• [Task objective]:
Pick up the lesson plan on image functions and Contracts right after its final line and carry it on in the same style.

Give students time to investigate image functions and see how many they can discover, using the Contracts page to organize their findings.

Strategies for English Language Learners

MLR 2 - Collect and Display: As students explore, walk the room and record student language relating to functions, domain, range, contracts, or what they perceive from error messages. This output can be used for a concept map, which can be updated and built upon, bridging student language with disciplinary language while increasing sense-making.


  • What image functions did you and your partner discover? rectangle, triangle, ellipse, circle, etc.

  • How did you decide what to try?

  • What error messages did you see? Input mismatches, missing parentheses, etc.

  • How did you figure out what to do after seeing an error message? Read the error message, think about what the computer is trying to tell us, etc.

🔗Making Sense of Contracts 10 minutes


This activity digs deeper into Contracts, and has students create their own Contracts trackers to take ownership of the concept and create an artifact they can refer back to.


star has three elements in its Domain: A Number, a String, and another String.

  • What do these elements represent? The Number is the radius, the first String is the style (either outline or solid), the second String is the color.

  • What happens if I don’t give it those things? We won’t get the star we want, we’ll probably get an error!

• [Data shown]:
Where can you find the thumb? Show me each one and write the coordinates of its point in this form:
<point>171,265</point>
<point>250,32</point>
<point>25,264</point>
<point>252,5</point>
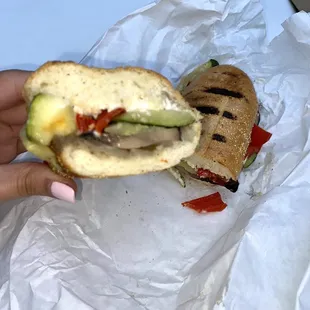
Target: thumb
<point>28,179</point>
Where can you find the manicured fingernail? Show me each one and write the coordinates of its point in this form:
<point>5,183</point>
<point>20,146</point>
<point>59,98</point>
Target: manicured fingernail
<point>63,192</point>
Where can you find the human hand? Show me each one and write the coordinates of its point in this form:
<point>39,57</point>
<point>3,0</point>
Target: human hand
<point>23,179</point>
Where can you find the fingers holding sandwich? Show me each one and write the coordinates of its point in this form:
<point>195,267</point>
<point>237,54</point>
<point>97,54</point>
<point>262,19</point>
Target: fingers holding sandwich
<point>27,179</point>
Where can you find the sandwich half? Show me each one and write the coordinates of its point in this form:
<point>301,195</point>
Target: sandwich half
<point>99,123</point>
<point>227,100</point>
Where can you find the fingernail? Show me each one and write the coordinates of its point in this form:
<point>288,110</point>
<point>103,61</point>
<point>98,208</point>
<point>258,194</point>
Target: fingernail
<point>63,192</point>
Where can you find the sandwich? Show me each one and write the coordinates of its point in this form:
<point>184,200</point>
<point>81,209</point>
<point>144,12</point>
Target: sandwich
<point>226,98</point>
<point>98,123</point>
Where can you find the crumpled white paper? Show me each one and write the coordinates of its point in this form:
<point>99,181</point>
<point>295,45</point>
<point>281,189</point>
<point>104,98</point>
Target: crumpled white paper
<point>128,243</point>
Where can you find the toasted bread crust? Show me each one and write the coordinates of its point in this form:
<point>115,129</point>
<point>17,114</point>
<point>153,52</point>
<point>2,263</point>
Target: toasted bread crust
<point>59,72</point>
<point>226,96</point>
<point>91,90</point>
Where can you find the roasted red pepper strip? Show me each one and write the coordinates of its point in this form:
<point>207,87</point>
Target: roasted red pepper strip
<point>105,118</point>
<point>211,203</point>
<point>85,123</point>
<point>259,137</point>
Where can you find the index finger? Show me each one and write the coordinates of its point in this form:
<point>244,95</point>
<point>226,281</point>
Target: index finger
<point>11,86</point>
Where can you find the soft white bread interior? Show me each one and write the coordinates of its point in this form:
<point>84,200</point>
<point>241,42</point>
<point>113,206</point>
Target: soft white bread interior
<point>89,91</point>
<point>96,160</point>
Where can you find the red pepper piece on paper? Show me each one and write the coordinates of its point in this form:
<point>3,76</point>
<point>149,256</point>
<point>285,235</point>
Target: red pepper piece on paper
<point>210,203</point>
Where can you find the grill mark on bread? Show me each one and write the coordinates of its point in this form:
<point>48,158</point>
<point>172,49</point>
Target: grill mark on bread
<point>223,92</point>
<point>229,115</point>
<point>208,110</point>
<point>219,138</point>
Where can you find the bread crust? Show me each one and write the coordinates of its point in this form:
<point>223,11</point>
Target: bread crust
<point>68,79</point>
<point>227,96</point>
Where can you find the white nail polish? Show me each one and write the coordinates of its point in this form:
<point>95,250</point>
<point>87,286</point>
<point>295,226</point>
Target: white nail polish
<point>63,192</point>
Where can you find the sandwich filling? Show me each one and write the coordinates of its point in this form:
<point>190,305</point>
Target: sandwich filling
<point>51,118</point>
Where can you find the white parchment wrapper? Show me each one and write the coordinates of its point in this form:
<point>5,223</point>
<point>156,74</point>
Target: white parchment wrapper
<point>128,243</point>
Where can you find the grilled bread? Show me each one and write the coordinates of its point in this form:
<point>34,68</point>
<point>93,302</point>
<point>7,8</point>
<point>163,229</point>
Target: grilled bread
<point>226,97</point>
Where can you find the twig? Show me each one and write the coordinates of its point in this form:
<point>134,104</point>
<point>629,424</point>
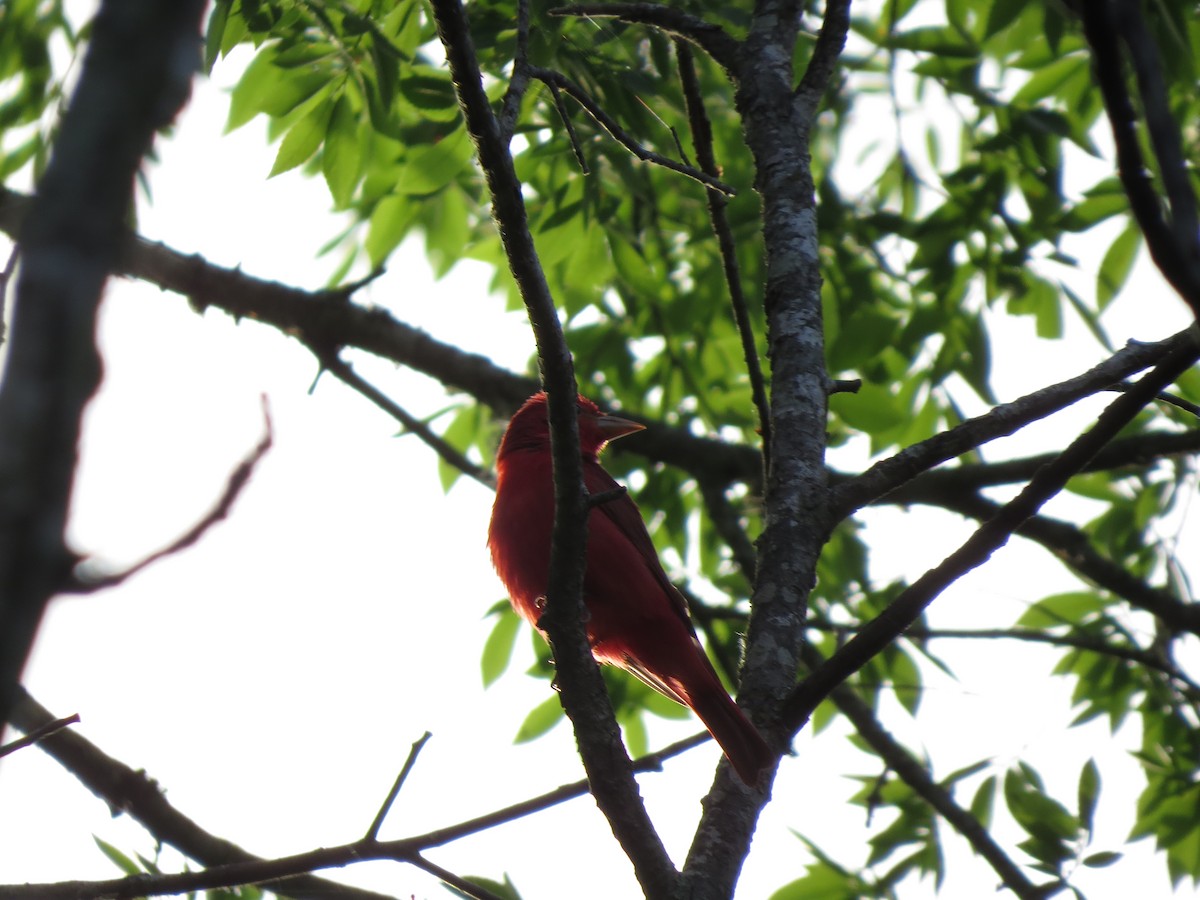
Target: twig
<point>1164,133</point>
<point>1072,546</point>
<point>709,37</point>
<point>888,474</point>
<point>418,745</point>
<point>585,697</point>
<point>823,60</point>
<point>510,108</point>
<point>1164,246</point>
<point>10,267</point>
<point>702,141</point>
<point>917,777</point>
<point>990,537</point>
<point>571,136</point>
<point>39,735</point>
<point>85,583</point>
<point>228,865</point>
<point>345,373</point>
<point>70,245</point>
<point>557,81</point>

• [Written answer]:
  • If I give star what it needs, what do I get in return? An Image of the star that matches the arguments

  • square has the same Domain as star. What do the arguments in square represent? length, style, color

  • Can different functions have the same Domain? The same Range? Are they still different functions? Yes, yes, and yes!

  • Can we come up with an example of two math functions that have the same Domain and Range?

When the input matches what the function consumes, the function produces the output we expect.

Where else have you heard the word "contract"? How can you connect that meaning to contracts in programming?

An actor signs a contract agreeing to perform in a film in exchange for compensation, a contractor makes an agreement with a homeowner to build or repair something in a set amount of time for compensation, or a parent agrees to pizza for dinner in exchange for the child completing their chores. Similarly, a contract in programming is an agreement between what the function is given and what it produces.


Students create a visual "Contracts page" either digitally or physically. Ask students to think about how they visualize contracts in their own minds and how they could use that imagery to explain functions and their contracts to others.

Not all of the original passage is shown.